Opinion
COA21-180
04-05-2022
Attorney General Joshua H. Stein, by Assistant Attorney General Narcisa Woods, for the State. Appellate Defender Glenn Gerding, by Assistant Appellate Defender Jillian C. Katz, for defendant-appellant.
An unpublished opinion of the North Carolina Court of Appeals does not constitute controlling legal authority. Citation is disfavored, but may be permitted in accordance with the provisions of Rule 30(e)(3) of the North Carolina Rules of Appellate Procedure.
Heard in the Court of Appeals 14 December 2021.
Appeal by defendant by writ of certiorari from order entered 30 July 2019 by Judge Jerry R. Tillett in Currituck County, Nos. 15 CRS 624; 16 CRS 21, 24 Superior Court.
Attorney General Joshua H. Stein, by Assistant Attorney General Narcisa Woods, for the State.
Appellate Defender Glenn Gerding, by Assistant Appellate Defender Jillian C. Katz, for defendant-appellant.
ZACHARY, Judge.
¶ 1 Defendant Gordon Hendricks appeals from the trial court's order denying his motion for appropriate relief as procedurally barred. After careful review, we affirm.
Background
¶ 2 On 14 November 2016, Defendant appeared in Currituck County Superior Court and, pursuant to a plea arrangement with the State, pleaded guilty to two counts of first-degree sexual exploitation of a minor and one count of indecent liberties with a child. In exchange, the State dismissed the 13 remaining charges against Defendant. On the transcript of plea was a handwritten note, stating that "[e]ach charge [is] to receive a consecutive, active sentence."
¶ 3 The trial court conducted the requisite plea colloquy with Defendant, during which Defendant acknowledged his understanding of the agreement's terms, as well as his satisfaction with the agreement and the services of his counsel. The court accepted the plea and entered judgment sentencing Defendant to a term of 21 to 35 months' imprisonment for the indecent liberties conviction, and 96 to 176 months' imprisonment for each sexual exploitation of a minor conviction, with all sentences to run consecutively. The court also found Defendant to be a recidivist sex offender and ordered that he enroll in satellite-based monitoring for the remainder of his natural life upon his release from prison.
¶ 4 Sometime after the trial court entered judgment, Defendant wrote a letter to the court (the "Undated Letter MAR"), asking to be resentenced and requesting that the court amend its judgment to order that his sentences run concurrently, rather than consecutively. In addition, Defendant reported that he had been experiencing mental-health concerns at the time of his plea. He also complained of his appointed trial attorney's services: he asserted that his lawyer's behavior "sent [him] into panic attacks"; that she "never talked in sentencing court"; that she "put her hand up in [his] face twice" when he tried to notify her in court that he believed he was receiving an incorrect sentence; and that he felt that his lawyer had worked against him.

(Data records)

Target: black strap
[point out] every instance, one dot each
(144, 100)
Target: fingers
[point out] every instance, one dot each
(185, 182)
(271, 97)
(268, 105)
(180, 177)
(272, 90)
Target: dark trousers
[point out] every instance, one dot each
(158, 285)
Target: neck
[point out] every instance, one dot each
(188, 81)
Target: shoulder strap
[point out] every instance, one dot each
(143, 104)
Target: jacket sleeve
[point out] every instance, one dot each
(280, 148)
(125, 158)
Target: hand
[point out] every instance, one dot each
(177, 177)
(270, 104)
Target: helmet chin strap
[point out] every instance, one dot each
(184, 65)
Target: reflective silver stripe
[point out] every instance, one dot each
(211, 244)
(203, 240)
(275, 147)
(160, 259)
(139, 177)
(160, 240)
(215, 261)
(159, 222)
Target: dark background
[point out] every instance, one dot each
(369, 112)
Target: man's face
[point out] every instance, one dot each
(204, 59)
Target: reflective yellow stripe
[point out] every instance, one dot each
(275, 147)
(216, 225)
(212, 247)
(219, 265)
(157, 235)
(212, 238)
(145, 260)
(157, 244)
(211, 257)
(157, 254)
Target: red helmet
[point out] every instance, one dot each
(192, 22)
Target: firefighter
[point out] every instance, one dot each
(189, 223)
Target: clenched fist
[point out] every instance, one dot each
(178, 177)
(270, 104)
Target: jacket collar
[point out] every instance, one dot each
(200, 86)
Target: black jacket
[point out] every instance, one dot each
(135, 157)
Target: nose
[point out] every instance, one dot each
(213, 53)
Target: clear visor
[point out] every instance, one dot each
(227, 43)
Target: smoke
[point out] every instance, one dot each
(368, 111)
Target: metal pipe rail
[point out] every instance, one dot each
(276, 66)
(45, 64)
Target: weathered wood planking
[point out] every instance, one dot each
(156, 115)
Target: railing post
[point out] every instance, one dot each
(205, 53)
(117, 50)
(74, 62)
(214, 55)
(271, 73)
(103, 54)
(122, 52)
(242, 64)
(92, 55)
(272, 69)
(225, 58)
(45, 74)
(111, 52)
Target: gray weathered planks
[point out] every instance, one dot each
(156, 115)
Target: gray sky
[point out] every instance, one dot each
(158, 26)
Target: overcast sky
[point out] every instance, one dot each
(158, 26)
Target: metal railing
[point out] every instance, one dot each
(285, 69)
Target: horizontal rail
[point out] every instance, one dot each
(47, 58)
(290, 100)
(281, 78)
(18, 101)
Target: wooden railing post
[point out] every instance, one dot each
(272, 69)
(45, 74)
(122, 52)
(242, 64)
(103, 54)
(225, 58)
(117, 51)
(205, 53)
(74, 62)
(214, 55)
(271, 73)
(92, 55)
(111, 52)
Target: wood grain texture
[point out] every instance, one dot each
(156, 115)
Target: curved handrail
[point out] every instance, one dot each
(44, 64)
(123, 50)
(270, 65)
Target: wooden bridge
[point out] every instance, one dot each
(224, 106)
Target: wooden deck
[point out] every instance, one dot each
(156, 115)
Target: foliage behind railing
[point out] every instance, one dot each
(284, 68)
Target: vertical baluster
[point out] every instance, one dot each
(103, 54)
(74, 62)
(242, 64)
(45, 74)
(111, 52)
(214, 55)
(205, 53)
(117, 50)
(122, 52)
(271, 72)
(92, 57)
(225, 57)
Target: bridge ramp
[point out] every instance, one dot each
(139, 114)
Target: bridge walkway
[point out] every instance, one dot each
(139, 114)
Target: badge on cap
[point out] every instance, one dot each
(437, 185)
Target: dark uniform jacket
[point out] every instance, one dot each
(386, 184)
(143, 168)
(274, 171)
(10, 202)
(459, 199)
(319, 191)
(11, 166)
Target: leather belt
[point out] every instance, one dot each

* REQUIRED TASKS
A – In the court opinion, what term of imprisonment did the trial court impose for the indecent liberties conviction?
B – Write the next portion of the court opinion, continuing from its final sentence.
The items have no part in this exercise.

* ANSWERS TO THE EXERCISES
A – 21 to 35 months' imprisonment.

B –
The Record does not reflect whether Defendant filed the Undated Letter MAR and served it upon the State. The original Undated Letter MAR is not in the court file and cannot be located. The Record contains Defendant's copy of the Undated Letter MAR, which has not been file-stamped and does not certify service.
¶ 5 The trial court construed Defendant's handwritten letter as a motion for appropriate relief challenging the "plea agreement [and] sentencing[, ] and [alleging] ineffective assistance of counsel regarding sentencing[.]" On 5 October 2017, the court entered an order titled "ORDER ON MOTION FOR APPROPRIATE RELIEF" (the "2017 Order") denying Defendant's motion. The trial court made the following findings and conclusions in support of its denial of Defendant's Undated Letter MAR:
Defendant's guilty plea was heard in open court and upon the record, being adjudicated in accord with legal requirements including [ N.C. Gen. Stat. §] 15A-1022.
[Defendant] was specifically addressed in open court concerning specific provisions of his plea including those regarding sentencing.
The plea agreement specifically provided for consecutive active sentences for "each charge".
[Defendant] acknowledged that this was correct as his full plea agreement, that he accepted such arrangement, and entered the plea of his own free will fully understanding what he was doing. Defendant also acknowledged that he was satisfied with his lawyer's services.
The plea was not ambiguous.
The sentence was consistent with the agreement. Defendant received the benefit of his bargain.
No argument regarding sentencing was required in light of the specific plea.
[Defendant]'s counsel was not ineffective as alleged.
Defendant did not appeal the 2017 Order.
¶ 6 In the interim, prior to the entry of the 2017 Order, Defendant sent another letter to the trial court (the "Transcript Letter MAR") in support of his motion for the preparation of a stenographic transcript, which he filed on 15 August 2017. In Defendant's motion, he stated that he needed the transcript to resolve issues of fact relating to (1) the "sentence of plea agreement"; (2) the plea agreement; and (3) his claim of "[i]neffective assistance of counsel [b]efore, during, [and a]fter" his sentencing. In the supporting Transcript Letter MAR, Defendant again contested his sentence and alleged that he "had issues with [his] attorney." He said that he twice attempted to talk to his lawyer while the judge was handing down his sentence, but "she put her hand up in my face both times."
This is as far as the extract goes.